* [GOAL OF THE EXERCISE]: From the entries, filter out every line that lacks "jacket" and copy the rest.

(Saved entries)
--------------------------------------------------
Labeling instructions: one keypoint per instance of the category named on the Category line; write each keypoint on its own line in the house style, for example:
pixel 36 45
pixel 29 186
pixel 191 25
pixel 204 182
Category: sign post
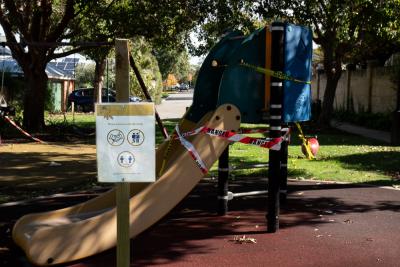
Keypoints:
pixel 125 141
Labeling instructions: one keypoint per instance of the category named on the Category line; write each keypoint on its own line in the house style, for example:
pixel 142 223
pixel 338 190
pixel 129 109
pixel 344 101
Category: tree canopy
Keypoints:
pixel 342 28
pixel 34 29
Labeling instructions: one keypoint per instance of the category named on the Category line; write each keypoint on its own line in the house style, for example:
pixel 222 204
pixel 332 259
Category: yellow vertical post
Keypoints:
pixel 267 96
pixel 122 188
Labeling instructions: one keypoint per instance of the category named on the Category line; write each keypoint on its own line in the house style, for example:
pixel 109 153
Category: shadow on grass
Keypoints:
pixel 380 161
pixel 27 175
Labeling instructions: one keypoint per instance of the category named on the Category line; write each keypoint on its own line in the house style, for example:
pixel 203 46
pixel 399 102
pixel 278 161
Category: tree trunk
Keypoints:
pixel 99 79
pixel 34 102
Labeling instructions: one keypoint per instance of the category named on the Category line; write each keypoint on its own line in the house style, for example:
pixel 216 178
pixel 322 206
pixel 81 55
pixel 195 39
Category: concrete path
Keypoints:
pixel 322 224
pixel 370 133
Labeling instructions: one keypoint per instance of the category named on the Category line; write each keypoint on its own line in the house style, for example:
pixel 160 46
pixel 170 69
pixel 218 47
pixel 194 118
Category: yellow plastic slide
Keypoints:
pixel 89 228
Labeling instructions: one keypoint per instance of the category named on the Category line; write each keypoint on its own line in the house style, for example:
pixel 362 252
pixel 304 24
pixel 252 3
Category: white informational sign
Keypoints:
pixel 125 140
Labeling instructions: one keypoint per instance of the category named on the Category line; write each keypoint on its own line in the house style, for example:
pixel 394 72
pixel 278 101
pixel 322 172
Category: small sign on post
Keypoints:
pixel 125 140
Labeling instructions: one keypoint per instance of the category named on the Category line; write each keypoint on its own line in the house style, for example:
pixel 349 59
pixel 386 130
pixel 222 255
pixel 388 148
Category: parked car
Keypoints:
pixel 83 98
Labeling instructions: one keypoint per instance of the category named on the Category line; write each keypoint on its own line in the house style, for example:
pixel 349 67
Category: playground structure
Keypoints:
pixel 258 78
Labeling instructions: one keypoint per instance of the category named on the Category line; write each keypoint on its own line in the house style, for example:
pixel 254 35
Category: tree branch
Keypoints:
pixel 16 49
pixel 69 14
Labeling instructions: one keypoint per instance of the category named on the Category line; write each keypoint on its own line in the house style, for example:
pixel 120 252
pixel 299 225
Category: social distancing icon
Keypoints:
pixel 135 137
pixel 115 137
pixel 126 159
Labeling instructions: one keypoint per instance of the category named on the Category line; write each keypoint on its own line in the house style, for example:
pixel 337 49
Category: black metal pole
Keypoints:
pixel 284 160
pixel 277 64
pixel 223 174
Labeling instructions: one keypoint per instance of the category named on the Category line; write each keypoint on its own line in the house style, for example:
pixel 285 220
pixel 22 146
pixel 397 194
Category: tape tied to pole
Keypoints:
pixel 192 151
pixel 270 143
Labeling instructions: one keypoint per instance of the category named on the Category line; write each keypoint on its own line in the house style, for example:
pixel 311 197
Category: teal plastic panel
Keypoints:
pixel 244 87
pixel 205 94
pixel 298 59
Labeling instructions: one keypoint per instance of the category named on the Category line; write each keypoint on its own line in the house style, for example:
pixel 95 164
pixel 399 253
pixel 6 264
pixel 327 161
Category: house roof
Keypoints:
pixel 52 71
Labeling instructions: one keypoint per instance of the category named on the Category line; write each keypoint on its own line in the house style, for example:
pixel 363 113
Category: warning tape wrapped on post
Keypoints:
pixel 192 151
pixel 274 144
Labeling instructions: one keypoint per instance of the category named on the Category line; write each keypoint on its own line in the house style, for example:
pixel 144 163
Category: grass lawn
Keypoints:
pixel 342 157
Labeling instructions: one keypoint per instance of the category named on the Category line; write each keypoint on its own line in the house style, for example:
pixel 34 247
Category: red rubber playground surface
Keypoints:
pixel 321 225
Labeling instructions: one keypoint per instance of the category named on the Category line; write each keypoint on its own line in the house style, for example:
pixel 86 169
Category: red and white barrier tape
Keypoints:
pixel 274 144
pixel 192 151
pixel 22 131
pixel 250 131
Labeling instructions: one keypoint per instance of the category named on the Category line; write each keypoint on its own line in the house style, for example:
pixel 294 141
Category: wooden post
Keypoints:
pixel 274 170
pixel 370 73
pixel 348 88
pixel 123 188
pixel 73 111
pixel 163 130
pixel 223 174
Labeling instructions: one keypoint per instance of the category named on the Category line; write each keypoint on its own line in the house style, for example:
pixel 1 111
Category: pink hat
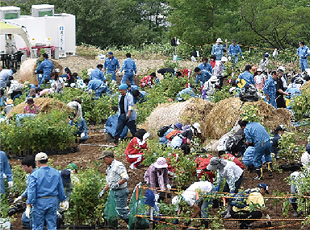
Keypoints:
pixel 161 163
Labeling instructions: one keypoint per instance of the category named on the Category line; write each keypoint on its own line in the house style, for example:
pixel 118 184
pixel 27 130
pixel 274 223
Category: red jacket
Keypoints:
pixel 230 157
pixel 135 147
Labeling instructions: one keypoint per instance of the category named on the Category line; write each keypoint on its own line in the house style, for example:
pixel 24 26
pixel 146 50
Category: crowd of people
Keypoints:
pixel 249 148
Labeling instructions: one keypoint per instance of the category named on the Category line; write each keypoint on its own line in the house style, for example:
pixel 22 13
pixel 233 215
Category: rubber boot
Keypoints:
pixel 295 207
pixel 269 168
pixel 259 172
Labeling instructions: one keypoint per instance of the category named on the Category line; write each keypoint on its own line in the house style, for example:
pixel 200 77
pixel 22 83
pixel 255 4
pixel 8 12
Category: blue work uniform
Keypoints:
pixel 248 77
pixel 99 87
pixel 81 127
pixel 47 66
pixel 270 88
pixel 248 157
pixel 129 67
pixel 97 74
pixel 218 51
pixel 111 124
pixel 141 98
pixel 122 117
pixel 206 67
pixel 256 133
pixel 5 169
pixel 187 91
pixel 4 77
pixel 233 52
pixel 203 77
pixel 45 190
pixel 25 220
pixel 303 54
pixel 111 65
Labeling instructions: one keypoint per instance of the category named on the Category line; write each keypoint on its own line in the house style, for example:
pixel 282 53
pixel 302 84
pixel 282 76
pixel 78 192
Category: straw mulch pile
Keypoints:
pixel 27 68
pixel 225 113
pixel 188 112
pixel 45 104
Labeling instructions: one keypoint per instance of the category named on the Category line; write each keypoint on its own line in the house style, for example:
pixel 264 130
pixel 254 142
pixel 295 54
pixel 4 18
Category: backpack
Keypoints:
pixel 162 130
pixel 239 200
pixel 249 94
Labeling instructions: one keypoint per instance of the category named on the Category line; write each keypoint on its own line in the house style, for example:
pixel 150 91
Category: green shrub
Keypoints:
pixel 46 132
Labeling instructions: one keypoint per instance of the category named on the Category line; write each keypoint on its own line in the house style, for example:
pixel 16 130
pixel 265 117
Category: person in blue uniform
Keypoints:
pixel 5 169
pixel 270 89
pixel 45 190
pixel 46 67
pixel 129 67
pixel 233 51
pixel 303 53
pixel 257 136
pixel 97 74
pixel 111 66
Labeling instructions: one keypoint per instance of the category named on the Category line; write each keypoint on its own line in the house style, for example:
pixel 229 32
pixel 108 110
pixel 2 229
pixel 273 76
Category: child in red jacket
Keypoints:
pixel 136 147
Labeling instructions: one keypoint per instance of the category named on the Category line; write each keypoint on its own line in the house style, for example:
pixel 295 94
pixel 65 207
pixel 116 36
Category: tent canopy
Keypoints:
pixel 6 28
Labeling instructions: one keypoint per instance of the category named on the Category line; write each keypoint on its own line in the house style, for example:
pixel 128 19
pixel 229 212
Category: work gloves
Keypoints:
pixel 17 199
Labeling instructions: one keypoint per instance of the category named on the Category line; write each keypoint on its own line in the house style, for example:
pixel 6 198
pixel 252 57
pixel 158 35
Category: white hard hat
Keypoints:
pixel 224 59
pixel 197 127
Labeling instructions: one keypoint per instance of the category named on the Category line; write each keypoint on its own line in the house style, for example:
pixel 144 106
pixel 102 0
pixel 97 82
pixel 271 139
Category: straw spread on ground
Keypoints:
pixel 45 104
pixel 27 68
pixel 188 112
pixel 225 113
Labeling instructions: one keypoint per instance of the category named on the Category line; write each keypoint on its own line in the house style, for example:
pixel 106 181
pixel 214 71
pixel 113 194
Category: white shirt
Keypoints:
pixel 202 187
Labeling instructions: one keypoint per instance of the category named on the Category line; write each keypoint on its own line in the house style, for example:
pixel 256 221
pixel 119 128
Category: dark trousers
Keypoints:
pixel 246 215
pixel 121 123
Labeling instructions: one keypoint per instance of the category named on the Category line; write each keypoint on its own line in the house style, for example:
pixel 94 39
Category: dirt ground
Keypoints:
--------------------------------------------------
* [RESULT BELOW]:
Category: red jacket
Category: child in red jacket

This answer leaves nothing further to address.